### DATASET CONTENT

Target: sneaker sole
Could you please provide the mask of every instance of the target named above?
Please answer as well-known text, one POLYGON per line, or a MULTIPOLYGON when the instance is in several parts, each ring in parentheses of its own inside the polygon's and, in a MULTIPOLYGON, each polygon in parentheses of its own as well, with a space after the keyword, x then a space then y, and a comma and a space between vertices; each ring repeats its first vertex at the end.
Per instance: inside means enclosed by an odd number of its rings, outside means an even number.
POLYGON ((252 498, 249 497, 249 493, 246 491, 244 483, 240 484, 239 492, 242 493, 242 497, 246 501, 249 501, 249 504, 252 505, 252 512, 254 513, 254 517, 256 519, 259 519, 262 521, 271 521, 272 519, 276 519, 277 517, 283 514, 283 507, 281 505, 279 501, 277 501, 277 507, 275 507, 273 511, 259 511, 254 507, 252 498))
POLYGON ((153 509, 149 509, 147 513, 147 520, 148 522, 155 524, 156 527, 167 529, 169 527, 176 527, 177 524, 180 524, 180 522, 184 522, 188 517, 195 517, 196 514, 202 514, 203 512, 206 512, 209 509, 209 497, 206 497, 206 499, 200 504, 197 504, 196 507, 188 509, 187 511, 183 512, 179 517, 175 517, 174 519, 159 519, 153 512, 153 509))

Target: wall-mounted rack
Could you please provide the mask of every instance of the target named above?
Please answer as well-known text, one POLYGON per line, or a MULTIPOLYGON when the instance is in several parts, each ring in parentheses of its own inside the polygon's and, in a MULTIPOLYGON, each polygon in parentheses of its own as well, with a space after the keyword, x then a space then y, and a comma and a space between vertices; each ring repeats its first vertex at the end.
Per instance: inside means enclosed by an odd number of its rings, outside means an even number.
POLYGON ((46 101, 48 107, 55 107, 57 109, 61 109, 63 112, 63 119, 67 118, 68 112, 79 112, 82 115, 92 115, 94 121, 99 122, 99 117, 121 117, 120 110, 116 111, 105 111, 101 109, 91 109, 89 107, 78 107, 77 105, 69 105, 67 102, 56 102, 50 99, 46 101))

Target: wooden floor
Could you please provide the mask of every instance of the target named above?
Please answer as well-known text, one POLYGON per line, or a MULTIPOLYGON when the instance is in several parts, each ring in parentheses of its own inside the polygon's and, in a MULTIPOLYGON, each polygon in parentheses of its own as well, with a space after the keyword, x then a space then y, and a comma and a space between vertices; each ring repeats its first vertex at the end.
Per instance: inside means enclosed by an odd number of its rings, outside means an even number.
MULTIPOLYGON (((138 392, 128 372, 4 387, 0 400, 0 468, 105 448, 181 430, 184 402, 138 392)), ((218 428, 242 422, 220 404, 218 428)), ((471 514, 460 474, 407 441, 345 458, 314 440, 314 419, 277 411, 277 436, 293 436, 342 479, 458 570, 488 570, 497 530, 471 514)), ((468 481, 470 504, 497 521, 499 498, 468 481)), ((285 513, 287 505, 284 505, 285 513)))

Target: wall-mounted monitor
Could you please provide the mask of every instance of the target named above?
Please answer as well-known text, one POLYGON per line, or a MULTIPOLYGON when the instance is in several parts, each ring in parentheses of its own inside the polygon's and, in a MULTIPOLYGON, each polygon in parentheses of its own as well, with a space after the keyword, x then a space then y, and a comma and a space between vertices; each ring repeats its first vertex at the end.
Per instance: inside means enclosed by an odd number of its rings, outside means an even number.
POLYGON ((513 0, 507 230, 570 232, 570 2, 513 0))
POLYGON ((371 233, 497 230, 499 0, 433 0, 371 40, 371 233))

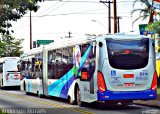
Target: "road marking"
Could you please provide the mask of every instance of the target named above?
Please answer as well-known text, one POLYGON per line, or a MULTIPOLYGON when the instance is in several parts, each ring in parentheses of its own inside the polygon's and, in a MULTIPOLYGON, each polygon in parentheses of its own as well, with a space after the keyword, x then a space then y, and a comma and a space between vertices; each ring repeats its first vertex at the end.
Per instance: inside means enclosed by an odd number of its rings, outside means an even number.
MULTIPOLYGON (((3 92, 0 91, 0 93, 3 94, 3 95, 24 99, 24 97, 21 96, 21 95, 16 95, 16 94, 13 94, 13 93, 7 93, 5 91, 3 91, 3 92)), ((78 112, 78 113, 81 113, 81 114, 95 114, 93 112, 80 110, 80 109, 75 109, 75 108, 70 108, 68 106, 62 106, 62 105, 59 105, 59 104, 53 104, 53 103, 50 103, 50 102, 47 102, 47 101, 35 100, 33 98, 25 98, 25 100, 32 101, 34 103, 40 103, 40 104, 44 104, 44 105, 48 105, 48 106, 53 106, 53 107, 56 107, 56 108, 63 108, 63 109, 71 110, 71 111, 78 112)))

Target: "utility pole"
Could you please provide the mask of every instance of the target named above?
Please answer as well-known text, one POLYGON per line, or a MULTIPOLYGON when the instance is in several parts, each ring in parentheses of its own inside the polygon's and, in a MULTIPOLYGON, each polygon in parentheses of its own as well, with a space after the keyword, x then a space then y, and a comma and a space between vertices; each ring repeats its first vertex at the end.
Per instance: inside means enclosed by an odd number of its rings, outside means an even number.
POLYGON ((30 11, 30 49, 32 49, 32 14, 30 11))
POLYGON ((68 32, 68 35, 69 35, 68 38, 71 38, 71 34, 72 34, 72 33, 69 31, 69 32, 68 32))
POLYGON ((119 19, 122 19, 121 16, 117 16, 117 26, 118 26, 118 31, 117 32, 120 32, 120 23, 119 23, 119 19))
POLYGON ((113 0, 113 12, 114 12, 114 33, 117 33, 117 3, 113 0))
POLYGON ((111 33, 111 2, 110 0, 109 1, 100 1, 101 3, 105 4, 105 3, 108 3, 108 33, 111 33))

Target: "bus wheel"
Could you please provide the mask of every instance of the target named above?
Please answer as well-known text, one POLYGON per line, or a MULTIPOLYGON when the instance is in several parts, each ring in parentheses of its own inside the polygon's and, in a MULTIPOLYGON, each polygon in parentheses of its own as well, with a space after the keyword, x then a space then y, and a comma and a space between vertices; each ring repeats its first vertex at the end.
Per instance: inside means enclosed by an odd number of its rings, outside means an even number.
POLYGON ((79 87, 77 87, 76 96, 77 96, 77 104, 78 104, 80 107, 84 106, 84 102, 81 101, 81 91, 80 91, 79 87))
POLYGON ((75 104, 75 100, 73 100, 70 96, 68 96, 68 101, 71 105, 75 104))

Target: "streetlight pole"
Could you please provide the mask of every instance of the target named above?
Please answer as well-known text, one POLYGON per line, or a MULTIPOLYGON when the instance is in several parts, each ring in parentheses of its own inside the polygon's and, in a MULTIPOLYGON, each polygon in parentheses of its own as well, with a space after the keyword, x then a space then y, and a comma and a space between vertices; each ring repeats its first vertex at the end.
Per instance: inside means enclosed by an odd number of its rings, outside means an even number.
POLYGON ((105 3, 108 3, 108 33, 111 33, 111 1, 100 1, 101 3, 105 4, 105 3))
POLYGON ((30 49, 32 49, 32 14, 30 11, 30 49))

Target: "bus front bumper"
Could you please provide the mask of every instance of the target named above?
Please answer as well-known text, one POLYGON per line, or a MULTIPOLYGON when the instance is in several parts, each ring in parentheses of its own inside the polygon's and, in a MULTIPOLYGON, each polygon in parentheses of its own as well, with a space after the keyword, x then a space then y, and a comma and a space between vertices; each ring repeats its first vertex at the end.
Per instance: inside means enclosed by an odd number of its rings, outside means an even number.
POLYGON ((113 92, 113 91, 105 91, 101 93, 97 91, 98 100, 106 101, 106 100, 149 100, 157 98, 157 91, 153 91, 152 89, 145 91, 126 91, 126 92, 113 92))

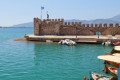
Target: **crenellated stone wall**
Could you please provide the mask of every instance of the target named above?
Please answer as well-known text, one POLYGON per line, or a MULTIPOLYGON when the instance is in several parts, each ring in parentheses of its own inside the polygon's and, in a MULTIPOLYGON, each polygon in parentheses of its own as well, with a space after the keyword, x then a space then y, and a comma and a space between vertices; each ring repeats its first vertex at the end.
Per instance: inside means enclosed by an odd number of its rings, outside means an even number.
POLYGON ((34 35, 119 35, 120 27, 116 23, 82 24, 81 22, 64 22, 64 19, 40 20, 34 18, 34 35))

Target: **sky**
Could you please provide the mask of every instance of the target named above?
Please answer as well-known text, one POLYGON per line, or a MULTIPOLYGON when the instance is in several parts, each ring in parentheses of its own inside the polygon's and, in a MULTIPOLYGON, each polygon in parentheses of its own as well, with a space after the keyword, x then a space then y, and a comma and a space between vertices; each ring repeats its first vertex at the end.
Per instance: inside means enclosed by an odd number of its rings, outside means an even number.
POLYGON ((0 26, 32 22, 34 17, 51 19, 106 19, 120 14, 120 0, 0 0, 0 26))

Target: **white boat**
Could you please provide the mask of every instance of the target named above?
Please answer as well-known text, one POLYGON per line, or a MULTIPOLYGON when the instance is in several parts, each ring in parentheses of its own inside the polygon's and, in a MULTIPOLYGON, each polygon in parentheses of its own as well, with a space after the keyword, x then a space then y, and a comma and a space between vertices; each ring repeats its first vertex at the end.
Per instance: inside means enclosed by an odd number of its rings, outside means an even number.
POLYGON ((58 44, 72 46, 72 45, 75 45, 76 42, 74 42, 74 41, 72 41, 72 40, 70 40, 70 39, 65 39, 65 40, 59 41, 58 44))
POLYGON ((106 45, 106 46, 111 45, 111 41, 108 40, 106 42, 103 42, 102 45, 106 45))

### EXERCISE DESCRIPTION
Copy everything in the listing from the line containing "Target: wall-mounted rack" down to the line containing "POLYGON ((46 101, 48", both lines included, reproducing each character.

### SOLVED EXERCISE
Target: wall-mounted rack
Could you please provide the mask of every instance of the target named above?
Please answer as well-known text, one POLYGON per line, or a MULTIPOLYGON when the instance is in several parts, each ring in parentheses of its own inside the polygon's and, in a MULTIPOLYGON, each polygon in parentheses of its own as well, with a space after the keyword, x then a space then y, and a comma and a space between vertices; each ring repeats its first vertex at the end.
Per instance: inside means enclosed by an odd number of its rings, outside means an even number.
POLYGON ((46 101, 48 107, 55 107, 57 109, 61 109, 63 112, 63 119, 67 118, 68 112, 79 112, 82 115, 92 115, 94 121, 99 122, 99 117, 121 117, 120 110, 116 111, 105 111, 101 109, 91 109, 89 107, 78 107, 77 105, 69 105, 67 102, 56 102, 50 99, 46 101))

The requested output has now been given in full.